Conservative group files FEC complaint alleging AOC spent $19,000 in campaign funds on a psychiatrist

By 
, March 31, 2026

The National Legal and Policy Center filed an ethics complaint with the Federal Election Commission on March 27, alleging that Representative Alexandria Ocasio-Cortez's campaign improperly spent $19,000 in donor funds on a psychiatrist.

According to Newsweek, the complaint centers on disbursements made to Dr. Brian Boyle in Brookline, Massachusetts, categorized as "leadership training and consulting" in March, May, and October 2025. Details about what those trainings actually consisted of remained unclear.

But Boyle specializes in Spravato, ketamine, and TMS therapy, according to Psychology Today, which raises an obvious question: what kind of "leadership training" requires a psychiatrist who specializes in ketamine therapy?

----------------------------------------

QUESTIONS TO ANSWER »
**1)** Answer these questions about the article on the FEC complaint:
(a) On what date did the National Legal and Policy Center file its complaint?
(b) Where is Dr. Brian Boyle located?
(c) According to Psychology Today, what does Boyle specialize in?
**2)** In one to three sentences, explain why the article on the FEC complaint says the payments to Boyle raise an obvious question.
**3)** From the article on the FEC complaint, reproduce word for word the part that begins with the words "The National Legal" and ends with "of remained unclear.".
The material that comes next has nothing to do with the article above.

----------------------------------------

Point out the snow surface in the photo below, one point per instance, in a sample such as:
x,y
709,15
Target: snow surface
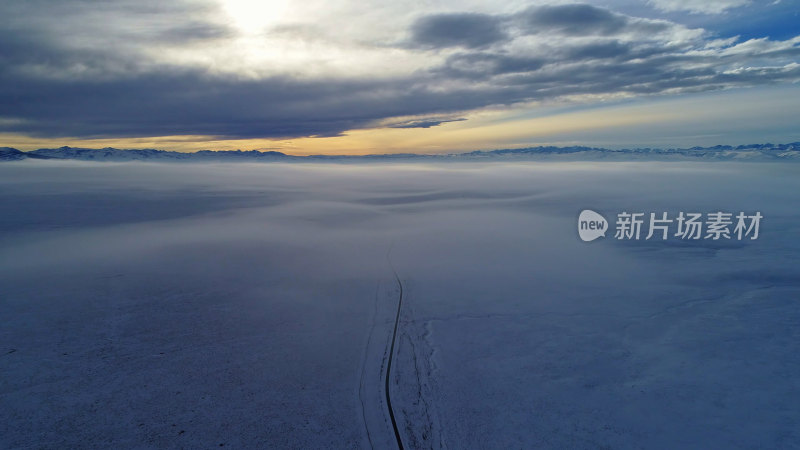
x,y
251,306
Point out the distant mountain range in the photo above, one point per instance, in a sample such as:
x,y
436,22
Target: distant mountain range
x,y
751,152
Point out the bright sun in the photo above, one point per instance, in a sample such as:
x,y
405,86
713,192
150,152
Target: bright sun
x,y
252,16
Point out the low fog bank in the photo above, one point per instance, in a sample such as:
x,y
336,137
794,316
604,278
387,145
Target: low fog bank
x,y
250,305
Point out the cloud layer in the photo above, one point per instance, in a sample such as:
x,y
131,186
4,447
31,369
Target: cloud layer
x,y
137,69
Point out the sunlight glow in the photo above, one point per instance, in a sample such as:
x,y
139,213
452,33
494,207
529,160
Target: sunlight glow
x,y
253,16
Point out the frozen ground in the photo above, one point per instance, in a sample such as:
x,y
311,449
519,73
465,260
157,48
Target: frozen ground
x,y
252,306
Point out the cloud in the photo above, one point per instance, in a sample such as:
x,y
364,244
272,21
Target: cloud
x,y
469,30
100,70
698,6
574,19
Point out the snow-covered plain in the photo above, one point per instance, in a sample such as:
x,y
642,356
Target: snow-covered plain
x,y
252,305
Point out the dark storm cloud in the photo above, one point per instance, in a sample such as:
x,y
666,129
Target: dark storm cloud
x,y
457,30
50,86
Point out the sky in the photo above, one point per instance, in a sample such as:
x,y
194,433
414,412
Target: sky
x,y
354,77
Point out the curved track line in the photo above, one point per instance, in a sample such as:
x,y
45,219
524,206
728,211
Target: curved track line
x,y
391,356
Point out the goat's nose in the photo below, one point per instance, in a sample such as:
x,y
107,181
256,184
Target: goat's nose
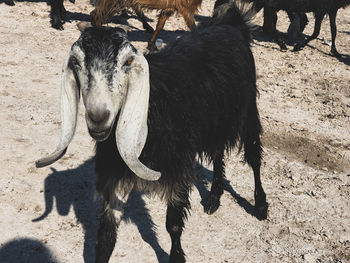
x,y
98,114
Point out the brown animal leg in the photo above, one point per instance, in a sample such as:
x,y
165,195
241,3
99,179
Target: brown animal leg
x,y
189,19
164,15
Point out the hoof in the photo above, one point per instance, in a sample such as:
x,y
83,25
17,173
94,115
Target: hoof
x,y
177,256
283,47
152,48
261,210
335,53
212,204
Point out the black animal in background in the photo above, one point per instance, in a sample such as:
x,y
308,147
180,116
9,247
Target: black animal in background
x,y
58,13
152,115
298,21
319,7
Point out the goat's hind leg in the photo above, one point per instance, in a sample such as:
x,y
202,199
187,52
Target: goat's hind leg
x,y
176,214
217,188
252,155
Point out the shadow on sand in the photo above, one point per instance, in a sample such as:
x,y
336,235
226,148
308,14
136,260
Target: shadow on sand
x,y
25,250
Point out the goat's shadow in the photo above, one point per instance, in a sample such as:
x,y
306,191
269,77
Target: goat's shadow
x,y
25,250
76,188
205,176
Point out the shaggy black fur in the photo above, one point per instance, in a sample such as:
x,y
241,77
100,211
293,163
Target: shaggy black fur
x,y
319,7
202,103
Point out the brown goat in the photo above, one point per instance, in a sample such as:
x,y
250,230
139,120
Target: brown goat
x,y
187,8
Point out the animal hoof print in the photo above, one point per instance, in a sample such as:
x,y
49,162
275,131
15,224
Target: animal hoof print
x,y
297,47
212,204
261,211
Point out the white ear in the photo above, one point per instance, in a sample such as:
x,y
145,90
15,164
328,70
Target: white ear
x,y
131,132
69,110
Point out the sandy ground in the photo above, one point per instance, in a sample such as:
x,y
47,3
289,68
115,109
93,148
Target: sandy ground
x,y
49,215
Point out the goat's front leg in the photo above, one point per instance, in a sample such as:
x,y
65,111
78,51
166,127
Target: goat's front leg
x,y
217,187
111,213
176,213
57,14
332,19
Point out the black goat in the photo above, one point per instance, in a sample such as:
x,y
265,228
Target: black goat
x,y
58,13
319,7
195,97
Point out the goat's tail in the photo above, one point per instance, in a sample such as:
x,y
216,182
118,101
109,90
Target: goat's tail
x,y
236,14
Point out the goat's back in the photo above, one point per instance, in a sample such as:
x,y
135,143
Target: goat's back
x,y
201,88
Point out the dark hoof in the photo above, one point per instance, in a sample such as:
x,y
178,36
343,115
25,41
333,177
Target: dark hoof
x,y
297,47
177,256
212,204
283,47
152,48
148,29
261,210
58,26
9,2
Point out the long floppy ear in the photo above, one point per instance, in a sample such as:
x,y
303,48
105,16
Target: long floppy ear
x,y
69,111
131,132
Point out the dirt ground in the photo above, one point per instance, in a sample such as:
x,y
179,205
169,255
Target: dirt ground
x,y
49,215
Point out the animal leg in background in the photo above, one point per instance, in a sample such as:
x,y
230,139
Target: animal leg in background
x,y
269,27
106,9
163,17
332,19
176,214
252,155
217,187
298,22
57,14
318,21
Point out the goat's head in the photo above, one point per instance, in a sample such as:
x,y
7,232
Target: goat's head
x,y
113,77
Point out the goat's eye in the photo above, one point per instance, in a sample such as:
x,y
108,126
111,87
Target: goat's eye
x,y
129,61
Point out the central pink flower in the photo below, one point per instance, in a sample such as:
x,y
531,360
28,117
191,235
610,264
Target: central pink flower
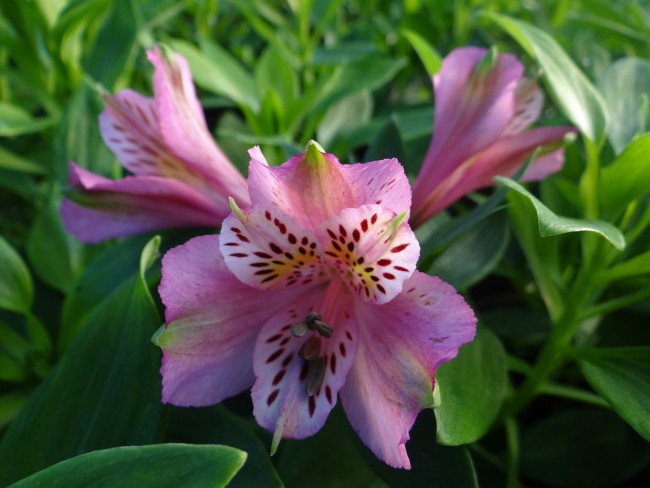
x,y
309,294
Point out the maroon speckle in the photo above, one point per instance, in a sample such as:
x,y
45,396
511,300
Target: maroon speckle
x,y
274,356
278,377
272,397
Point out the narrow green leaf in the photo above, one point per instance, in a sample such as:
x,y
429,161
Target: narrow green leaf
x,y
162,465
627,178
486,243
104,391
622,377
571,90
55,255
11,161
16,288
551,224
623,84
214,69
109,55
472,389
427,53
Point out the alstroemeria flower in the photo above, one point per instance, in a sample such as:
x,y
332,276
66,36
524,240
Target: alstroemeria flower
x,y
483,108
309,294
180,176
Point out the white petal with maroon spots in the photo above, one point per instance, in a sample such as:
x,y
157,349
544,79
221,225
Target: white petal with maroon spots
x,y
372,250
267,249
281,401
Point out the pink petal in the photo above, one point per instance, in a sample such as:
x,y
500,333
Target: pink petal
x,y
184,130
372,249
281,401
212,322
471,112
268,249
402,344
504,158
134,204
310,192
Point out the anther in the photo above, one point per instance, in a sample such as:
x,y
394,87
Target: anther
x,y
310,349
315,375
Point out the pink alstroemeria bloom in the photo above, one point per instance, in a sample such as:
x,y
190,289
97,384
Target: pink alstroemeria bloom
x,y
180,176
309,294
483,107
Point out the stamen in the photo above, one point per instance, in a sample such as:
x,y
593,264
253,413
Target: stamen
x,y
310,349
315,375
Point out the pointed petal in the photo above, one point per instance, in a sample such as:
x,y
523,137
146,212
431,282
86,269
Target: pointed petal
x,y
472,110
268,249
373,250
132,205
280,397
402,344
309,186
184,130
380,182
212,320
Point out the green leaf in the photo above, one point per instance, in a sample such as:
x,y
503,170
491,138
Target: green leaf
x,y
11,161
16,121
627,178
16,288
571,90
623,85
104,391
582,448
109,55
56,256
622,377
217,425
215,70
427,53
485,243
472,388
551,224
104,274
162,465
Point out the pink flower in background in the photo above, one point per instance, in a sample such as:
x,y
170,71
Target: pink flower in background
x,y
180,176
483,108
309,294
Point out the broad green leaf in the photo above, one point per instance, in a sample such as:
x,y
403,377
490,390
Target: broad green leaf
x,y
334,445
582,448
627,178
161,465
622,377
472,388
344,116
16,288
9,160
109,55
623,85
16,121
217,425
104,391
551,224
427,53
574,94
215,70
485,243
431,464
55,255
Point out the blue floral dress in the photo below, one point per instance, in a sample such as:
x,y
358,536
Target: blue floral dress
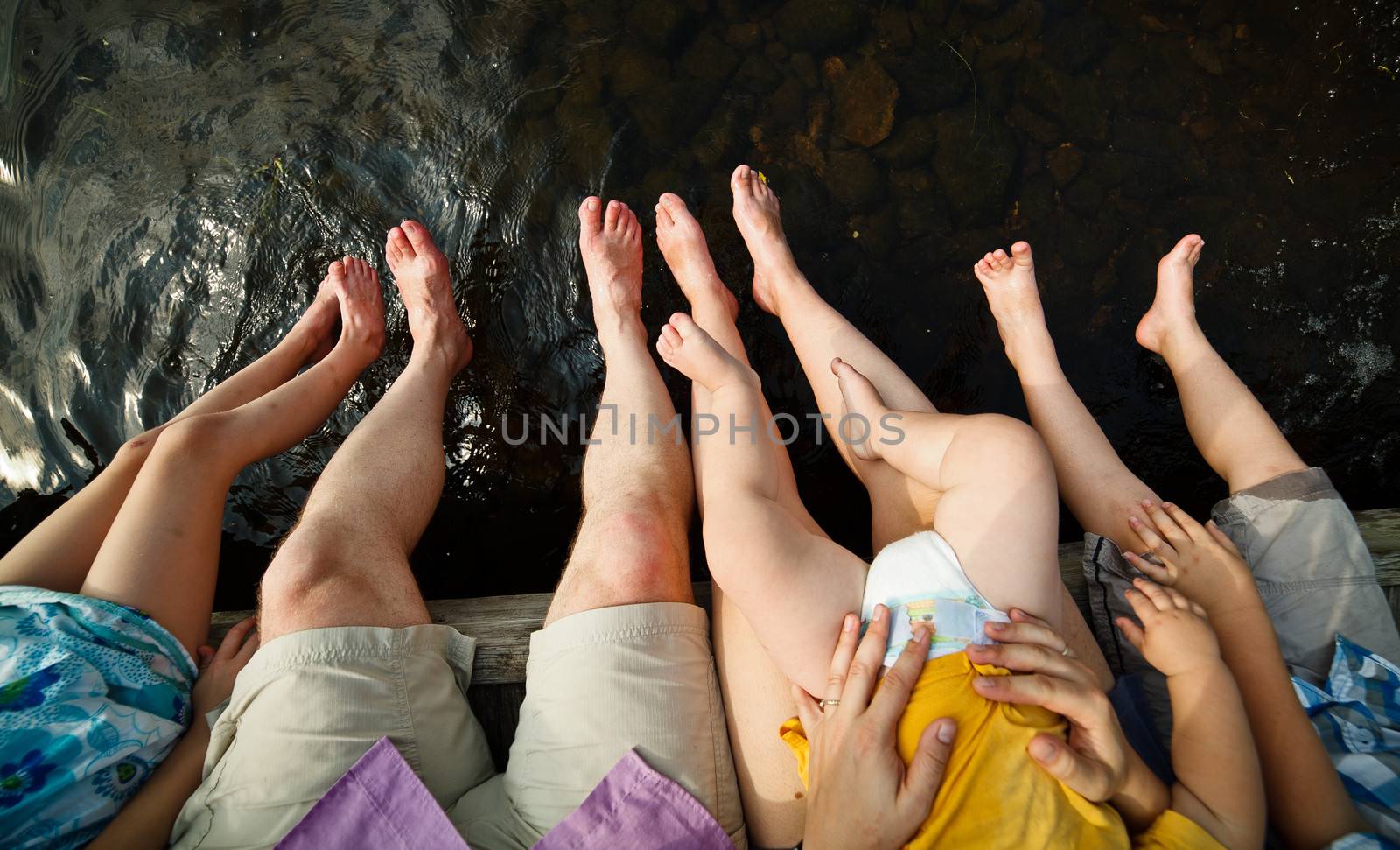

----------------------------------------

RESPONSES »
**1)**
(a) March 27
(b) Brookline, Massachusetts
(c) Spravato, ketamine, and TMS therapy

**2)** The payments were categorized as "leadership training and consulting," but Boyle is a psychiatrist who specializes in Spravato, ketamine, and TMS therapy, according to Psychology Today. This leads to the question of what kind of "leadership training" requires a psychiatrist who specializes in ketamine therapy.

**3)**
The National Legal and Policy Center filed an ethics complaint with the Federal Election Commission on March 27, alleging that Representative Alexandria Ocasio-Cortez's campaign improperly spent $19,000 in donor funds on a psychiatrist.

According to Newsweek, the complaint centers on disbursements made to Dr. Brian Boyle in Brookline, Massachusetts, categorized as "leadership training and consulting" in March, May, and October 2025. Details about what those trainings actually consisted of remained unclear.